• Passage shown:
☆ ☆ ☆ ☆ ☆ ☆ ☆

The official request for receivership came about a month before Adams appointed Maginley-Liddie to serve as DOC commissioner, taking over for now-Assistant Deputy Mayor for Public Safety Louis Molina, who was accused on multiple occasions of antagonizing the federal monitor charged with keeping track of conditions on Rikers on behalf of the judge in the receivership case. Maginley-Liddie’s appointment appeared to be an attempt by the Adams administration to stave off receivership.
And by a number of accounts, Maginley-Liddie has approached leading the DOC with a reform mindset, and has attempted to be transparent about the issues facing the agency and the jail complex – a more robust accounting of Maginley-Liddie’s first several months in office is expected to be released on Thursday by federal monitor Steve J. Martin.
For those who say Maginley-Liddie has made a good faith effort to turn Rikers around, Richards concurs.
“This commissioner really is trying to curtail some of the issues,” the borough president said.
Richards made particular note of what appeared to be improvements to detainee programming.
Last year, the Adams administration cut a $17 million contract with a number of nonprofits running social services programs on Rikers, claiming that the DOC could provide the same services themselves. However, shortly after the contract was cut, programming became less and less frequent in the jail complex, the Eagle previously reported.

☆ ☆ ☆ ☆ ☆ ☆ ☆

• Dataset content:
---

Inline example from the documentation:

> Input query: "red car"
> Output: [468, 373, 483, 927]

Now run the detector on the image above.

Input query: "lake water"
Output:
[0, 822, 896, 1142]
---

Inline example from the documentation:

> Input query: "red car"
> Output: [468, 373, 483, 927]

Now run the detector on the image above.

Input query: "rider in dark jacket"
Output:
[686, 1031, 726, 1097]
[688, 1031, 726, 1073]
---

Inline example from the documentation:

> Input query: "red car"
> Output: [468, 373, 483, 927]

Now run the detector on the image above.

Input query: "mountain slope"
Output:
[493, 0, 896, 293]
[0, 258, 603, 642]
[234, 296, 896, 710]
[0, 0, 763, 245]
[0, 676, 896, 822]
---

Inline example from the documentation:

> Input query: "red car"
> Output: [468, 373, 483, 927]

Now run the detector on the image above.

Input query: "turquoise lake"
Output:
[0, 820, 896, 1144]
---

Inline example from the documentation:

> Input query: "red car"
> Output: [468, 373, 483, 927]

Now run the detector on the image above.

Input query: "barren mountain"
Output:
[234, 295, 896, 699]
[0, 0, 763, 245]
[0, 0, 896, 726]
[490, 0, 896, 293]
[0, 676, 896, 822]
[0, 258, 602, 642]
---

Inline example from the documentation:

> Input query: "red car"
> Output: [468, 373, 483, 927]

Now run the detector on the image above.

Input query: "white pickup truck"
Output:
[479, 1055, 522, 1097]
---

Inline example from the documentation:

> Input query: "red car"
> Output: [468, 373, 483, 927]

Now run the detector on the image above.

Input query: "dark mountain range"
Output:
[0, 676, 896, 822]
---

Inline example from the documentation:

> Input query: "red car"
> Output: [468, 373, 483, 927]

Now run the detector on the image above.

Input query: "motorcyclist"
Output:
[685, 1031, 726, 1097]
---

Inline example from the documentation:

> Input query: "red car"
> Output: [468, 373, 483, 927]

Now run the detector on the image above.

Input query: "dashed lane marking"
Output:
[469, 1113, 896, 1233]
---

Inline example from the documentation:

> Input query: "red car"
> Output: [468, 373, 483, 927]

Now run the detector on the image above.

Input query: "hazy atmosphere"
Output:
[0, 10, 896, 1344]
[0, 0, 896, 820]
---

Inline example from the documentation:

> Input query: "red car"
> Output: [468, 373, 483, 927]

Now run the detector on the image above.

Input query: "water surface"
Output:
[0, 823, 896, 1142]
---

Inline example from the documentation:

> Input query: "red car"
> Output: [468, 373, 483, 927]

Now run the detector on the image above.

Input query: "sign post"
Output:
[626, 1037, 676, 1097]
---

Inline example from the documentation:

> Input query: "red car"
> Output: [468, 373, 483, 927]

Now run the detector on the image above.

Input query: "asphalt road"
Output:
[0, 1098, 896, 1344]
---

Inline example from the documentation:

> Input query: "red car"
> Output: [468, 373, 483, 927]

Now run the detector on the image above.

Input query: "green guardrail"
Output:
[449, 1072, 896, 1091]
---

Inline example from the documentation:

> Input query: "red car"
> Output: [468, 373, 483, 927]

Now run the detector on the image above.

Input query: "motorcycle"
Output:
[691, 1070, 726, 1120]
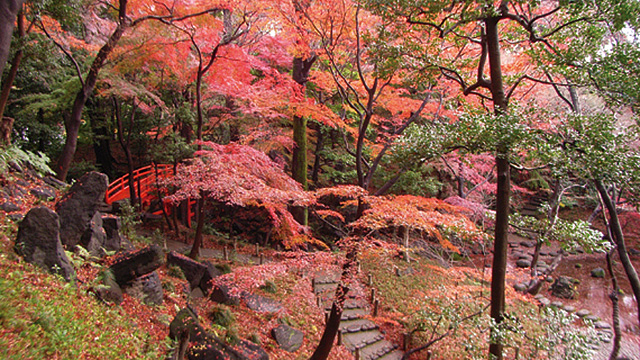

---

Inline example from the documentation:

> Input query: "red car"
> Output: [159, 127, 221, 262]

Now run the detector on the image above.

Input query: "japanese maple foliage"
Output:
[165, 142, 313, 246]
[351, 195, 479, 252]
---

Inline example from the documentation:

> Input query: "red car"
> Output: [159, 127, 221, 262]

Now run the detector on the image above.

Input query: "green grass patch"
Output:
[0, 252, 163, 360]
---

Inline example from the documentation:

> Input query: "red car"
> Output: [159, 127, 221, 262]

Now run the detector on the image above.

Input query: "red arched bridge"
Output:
[105, 164, 195, 226]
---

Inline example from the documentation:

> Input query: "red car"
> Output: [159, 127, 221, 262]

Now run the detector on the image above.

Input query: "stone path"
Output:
[313, 273, 403, 360]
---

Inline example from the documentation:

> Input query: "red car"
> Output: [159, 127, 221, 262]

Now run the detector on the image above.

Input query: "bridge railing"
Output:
[105, 164, 196, 226]
[105, 164, 173, 204]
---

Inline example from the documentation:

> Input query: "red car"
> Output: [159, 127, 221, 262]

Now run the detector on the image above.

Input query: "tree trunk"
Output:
[607, 250, 622, 360]
[291, 54, 317, 226]
[311, 126, 324, 187]
[55, 0, 129, 181]
[0, 0, 24, 76]
[595, 180, 640, 324]
[484, 17, 511, 360]
[0, 6, 26, 120]
[187, 194, 204, 260]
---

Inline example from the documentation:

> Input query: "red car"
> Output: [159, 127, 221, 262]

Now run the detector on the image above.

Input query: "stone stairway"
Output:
[313, 273, 403, 360]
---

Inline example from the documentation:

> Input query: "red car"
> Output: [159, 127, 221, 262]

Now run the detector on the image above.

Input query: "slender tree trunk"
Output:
[484, 17, 511, 360]
[595, 180, 640, 324]
[55, 0, 129, 181]
[0, 0, 24, 76]
[0, 10, 26, 119]
[187, 194, 204, 259]
[311, 126, 324, 186]
[607, 250, 622, 360]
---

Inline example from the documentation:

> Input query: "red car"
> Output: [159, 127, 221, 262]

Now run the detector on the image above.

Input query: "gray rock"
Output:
[0, 201, 20, 212]
[513, 283, 529, 292]
[594, 321, 611, 329]
[110, 244, 164, 286]
[124, 271, 163, 305]
[42, 175, 69, 190]
[102, 214, 123, 251]
[271, 324, 304, 352]
[167, 251, 207, 290]
[518, 254, 533, 261]
[15, 206, 75, 281]
[80, 212, 107, 257]
[551, 276, 576, 299]
[516, 259, 531, 268]
[243, 294, 282, 313]
[56, 171, 109, 247]
[520, 240, 536, 248]
[200, 261, 222, 295]
[591, 268, 605, 279]
[209, 284, 242, 305]
[538, 297, 551, 306]
[576, 309, 591, 317]
[96, 271, 124, 305]
[29, 186, 56, 200]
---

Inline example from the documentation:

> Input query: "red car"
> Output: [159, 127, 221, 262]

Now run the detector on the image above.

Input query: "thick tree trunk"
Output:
[484, 17, 511, 360]
[291, 55, 317, 226]
[0, 0, 24, 76]
[595, 180, 640, 324]
[55, 0, 129, 181]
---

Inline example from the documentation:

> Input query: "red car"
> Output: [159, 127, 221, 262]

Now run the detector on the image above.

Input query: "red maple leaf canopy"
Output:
[164, 142, 313, 242]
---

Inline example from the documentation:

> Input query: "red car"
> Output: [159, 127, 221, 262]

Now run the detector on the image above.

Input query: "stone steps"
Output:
[313, 274, 403, 360]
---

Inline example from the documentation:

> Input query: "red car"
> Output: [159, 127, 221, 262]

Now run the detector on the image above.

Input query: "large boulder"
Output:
[200, 261, 222, 295]
[209, 284, 243, 305]
[80, 212, 107, 257]
[169, 308, 269, 360]
[124, 271, 164, 305]
[15, 206, 75, 281]
[95, 271, 124, 305]
[56, 171, 109, 247]
[550, 276, 576, 299]
[271, 324, 304, 352]
[167, 251, 207, 290]
[102, 214, 126, 251]
[110, 244, 164, 286]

☆ ☆ ☆ ☆ ☆ ☆ ☆

Pull out the part of the Rikers passage starting with "For those who" and going on through "to detainee programming.", word for word. The items have nothing to do with what's asked here.

For those who say Maginley-Liddie has made a good faith effort to turn Rikers around, Richards concurs.
“This commissioner really is trying to curtail some of the issues,” the borough president said.
Richards made particular note of what appeared to be improvements to detainee programming.